## SOURCE EXTRACT:
And so, it’s really neat to have goals but to break it down because people always have annual goals. They say, “I want to do this, this year.” And then November comes around. They go, “Aw, crap, I forgot I was going to do that.” Versus if you have it every quarter, “Oh, it’s getting close I need to buckle down and make some offers.” So just last week it was Saturday, and I looked up, and I said, “I haven’t made an offer this week.” So I found a house and I made a ridiculous offer on it. And my agent was perfectly fine she actually laughed because I said, “Hey, I got to make an offer this week.” Now they turned it down. But they countered me, which was great. It still didn’t meet my numbers, but here’s the thing. What would have been awesome is if they said, “Yeah, sure.” I don’t know what their pain point is. Do they want to move it? Or are they moving different states? You never know.

Ashley Kehr:
And to add onto that is like, okay, you put that offer in. What if that property doesn’t sell? You are someone that they know is still interested in that property. So there’s always the chance, down the road, six months from now, it’s still sitting on there, “Hey, who was that guy that did make an offer on that property? Maybe now we realize our price was too high and we’d be willing to sell it.” So that’s why I like making offers to even low ball offers because that person is thinking of you.
I had a property, it was a four-unit. They wanted a 90,000 for it. I said I was interested, but I couldn’t pay that. And two years later they approached me and I actually got it for 20 grand. So it just shows don’t be afraid to put in those low ball offers. I definitely used to be embarrassed. And like, “I don’t want to insult people.” But you might help them out down the line when no one else is interested. They know that you are someone they can come to and possibly talk to about it again.

## MATERIAL PROVIDED:
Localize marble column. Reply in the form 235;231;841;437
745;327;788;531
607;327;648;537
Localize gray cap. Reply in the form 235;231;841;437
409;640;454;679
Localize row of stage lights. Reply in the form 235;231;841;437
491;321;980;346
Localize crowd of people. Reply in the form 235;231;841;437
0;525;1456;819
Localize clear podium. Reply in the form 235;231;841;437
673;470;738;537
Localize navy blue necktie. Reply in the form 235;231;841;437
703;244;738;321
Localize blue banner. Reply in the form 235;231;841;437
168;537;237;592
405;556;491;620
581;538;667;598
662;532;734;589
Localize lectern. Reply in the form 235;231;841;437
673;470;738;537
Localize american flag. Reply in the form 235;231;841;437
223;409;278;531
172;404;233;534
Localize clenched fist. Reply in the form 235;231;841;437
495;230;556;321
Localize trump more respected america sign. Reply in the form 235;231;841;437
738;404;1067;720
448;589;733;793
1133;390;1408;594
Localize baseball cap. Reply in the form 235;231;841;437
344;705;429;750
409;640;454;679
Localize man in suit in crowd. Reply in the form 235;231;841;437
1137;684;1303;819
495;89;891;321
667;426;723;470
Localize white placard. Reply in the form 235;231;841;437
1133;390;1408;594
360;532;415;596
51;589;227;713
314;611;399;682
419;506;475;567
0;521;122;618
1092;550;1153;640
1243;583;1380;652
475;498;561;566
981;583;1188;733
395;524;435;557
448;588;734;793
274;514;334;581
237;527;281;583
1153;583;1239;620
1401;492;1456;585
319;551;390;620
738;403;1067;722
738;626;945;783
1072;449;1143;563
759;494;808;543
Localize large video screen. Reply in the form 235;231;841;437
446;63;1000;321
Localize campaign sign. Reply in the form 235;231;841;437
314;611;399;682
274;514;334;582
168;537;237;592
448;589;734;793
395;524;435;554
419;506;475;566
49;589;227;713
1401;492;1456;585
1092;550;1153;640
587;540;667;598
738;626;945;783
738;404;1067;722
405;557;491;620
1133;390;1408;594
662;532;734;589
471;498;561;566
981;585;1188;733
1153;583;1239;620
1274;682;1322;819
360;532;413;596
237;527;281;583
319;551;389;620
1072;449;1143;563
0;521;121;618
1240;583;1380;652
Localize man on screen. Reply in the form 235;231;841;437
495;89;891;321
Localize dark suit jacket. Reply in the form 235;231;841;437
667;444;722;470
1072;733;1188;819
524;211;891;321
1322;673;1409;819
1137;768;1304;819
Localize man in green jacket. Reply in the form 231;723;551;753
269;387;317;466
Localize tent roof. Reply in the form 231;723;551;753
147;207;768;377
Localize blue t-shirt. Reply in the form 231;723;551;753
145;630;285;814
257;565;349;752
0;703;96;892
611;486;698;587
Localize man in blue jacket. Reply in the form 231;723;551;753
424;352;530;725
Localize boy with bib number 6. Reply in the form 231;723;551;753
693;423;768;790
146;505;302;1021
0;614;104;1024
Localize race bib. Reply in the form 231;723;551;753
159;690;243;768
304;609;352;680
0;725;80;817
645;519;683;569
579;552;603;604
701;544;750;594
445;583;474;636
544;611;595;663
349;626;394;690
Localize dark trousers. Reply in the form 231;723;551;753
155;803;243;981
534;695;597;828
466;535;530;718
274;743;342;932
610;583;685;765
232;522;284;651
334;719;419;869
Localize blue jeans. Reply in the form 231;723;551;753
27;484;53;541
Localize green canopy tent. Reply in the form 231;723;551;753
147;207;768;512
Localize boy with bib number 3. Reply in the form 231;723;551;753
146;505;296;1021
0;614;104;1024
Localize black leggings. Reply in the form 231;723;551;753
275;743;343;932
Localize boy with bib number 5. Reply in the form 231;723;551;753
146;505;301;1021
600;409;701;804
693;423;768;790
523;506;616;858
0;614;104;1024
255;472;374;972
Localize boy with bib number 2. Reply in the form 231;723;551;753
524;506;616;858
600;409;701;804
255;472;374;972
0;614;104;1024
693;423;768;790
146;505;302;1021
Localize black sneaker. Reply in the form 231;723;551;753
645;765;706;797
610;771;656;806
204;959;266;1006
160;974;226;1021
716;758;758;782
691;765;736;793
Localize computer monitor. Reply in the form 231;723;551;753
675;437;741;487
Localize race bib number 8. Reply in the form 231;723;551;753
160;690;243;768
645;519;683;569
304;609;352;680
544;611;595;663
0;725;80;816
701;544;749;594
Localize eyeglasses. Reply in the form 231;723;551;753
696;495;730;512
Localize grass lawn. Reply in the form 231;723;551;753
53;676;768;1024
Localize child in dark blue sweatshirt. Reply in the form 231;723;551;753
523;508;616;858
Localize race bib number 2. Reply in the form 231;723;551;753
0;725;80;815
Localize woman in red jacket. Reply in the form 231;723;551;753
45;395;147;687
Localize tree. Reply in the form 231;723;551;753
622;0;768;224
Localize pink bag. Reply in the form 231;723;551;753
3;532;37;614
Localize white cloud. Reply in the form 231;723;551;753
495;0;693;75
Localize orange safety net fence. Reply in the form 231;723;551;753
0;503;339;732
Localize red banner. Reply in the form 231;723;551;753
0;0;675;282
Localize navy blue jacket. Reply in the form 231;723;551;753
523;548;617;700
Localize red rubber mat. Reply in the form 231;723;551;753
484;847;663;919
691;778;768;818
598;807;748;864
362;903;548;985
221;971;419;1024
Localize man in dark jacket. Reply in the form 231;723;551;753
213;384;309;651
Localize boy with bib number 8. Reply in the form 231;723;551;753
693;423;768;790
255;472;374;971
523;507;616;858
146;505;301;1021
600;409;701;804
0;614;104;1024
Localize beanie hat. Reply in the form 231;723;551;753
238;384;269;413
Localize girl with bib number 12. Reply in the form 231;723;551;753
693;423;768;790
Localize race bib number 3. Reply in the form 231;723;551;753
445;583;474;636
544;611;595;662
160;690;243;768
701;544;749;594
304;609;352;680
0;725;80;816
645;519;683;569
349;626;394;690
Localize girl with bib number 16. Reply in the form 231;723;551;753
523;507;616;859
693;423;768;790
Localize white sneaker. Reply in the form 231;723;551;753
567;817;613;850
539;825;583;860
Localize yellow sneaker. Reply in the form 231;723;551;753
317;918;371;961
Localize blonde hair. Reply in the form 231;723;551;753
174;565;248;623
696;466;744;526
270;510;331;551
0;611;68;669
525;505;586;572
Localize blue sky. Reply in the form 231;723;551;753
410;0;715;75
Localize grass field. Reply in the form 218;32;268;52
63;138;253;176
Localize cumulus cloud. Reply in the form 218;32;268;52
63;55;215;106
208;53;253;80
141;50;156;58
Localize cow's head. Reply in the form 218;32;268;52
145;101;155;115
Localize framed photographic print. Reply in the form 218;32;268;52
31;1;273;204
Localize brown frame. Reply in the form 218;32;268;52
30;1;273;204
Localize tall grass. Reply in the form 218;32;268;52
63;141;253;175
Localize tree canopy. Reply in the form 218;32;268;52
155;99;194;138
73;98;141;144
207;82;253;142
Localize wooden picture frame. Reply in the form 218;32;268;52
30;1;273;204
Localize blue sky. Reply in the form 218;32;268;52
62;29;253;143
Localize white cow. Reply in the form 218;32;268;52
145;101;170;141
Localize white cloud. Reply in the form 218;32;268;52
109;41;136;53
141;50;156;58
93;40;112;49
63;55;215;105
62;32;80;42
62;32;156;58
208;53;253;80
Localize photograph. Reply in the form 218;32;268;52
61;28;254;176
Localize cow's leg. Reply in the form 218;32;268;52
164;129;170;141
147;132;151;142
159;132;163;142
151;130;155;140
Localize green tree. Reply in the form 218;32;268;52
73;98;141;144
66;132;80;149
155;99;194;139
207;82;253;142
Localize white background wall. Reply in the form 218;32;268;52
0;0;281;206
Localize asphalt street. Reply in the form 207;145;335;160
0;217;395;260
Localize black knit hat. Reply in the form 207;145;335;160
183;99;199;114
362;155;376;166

## GIVEN TASK:
Copy out the part of the transcript on making offers that begins at the words "And so, it’s" and stops after "You never know.". Nothing in the records is needed here.

## FULL SOLUTION:
And so, it’s really neat to have goals but to break it down because people always have annual goals. They say, “I want to do this, this year.” And then November comes around. They go, “Aw, crap, I forgot I was going to do that.” Versus if you have it every quarter, “Oh, it’s getting close I need to buckle down and make some offers.” So just last week it was Saturday, and I looked up, and I said, “I haven’t made an offer this week.” So I found a house and I made a ridiculous offer on it. And my agent was perfectly fine she actually laughed because I said, “Hey, I got to make an offer this week.” Now they turned it down. But they countered me, which was great. It still didn’t meet my numbers, but here’s the thing. What would have been awesome is if they said, “Yeah, sure.” I don’t know what their pain point is. Do they want to move it? Or are they moving different states? You never know.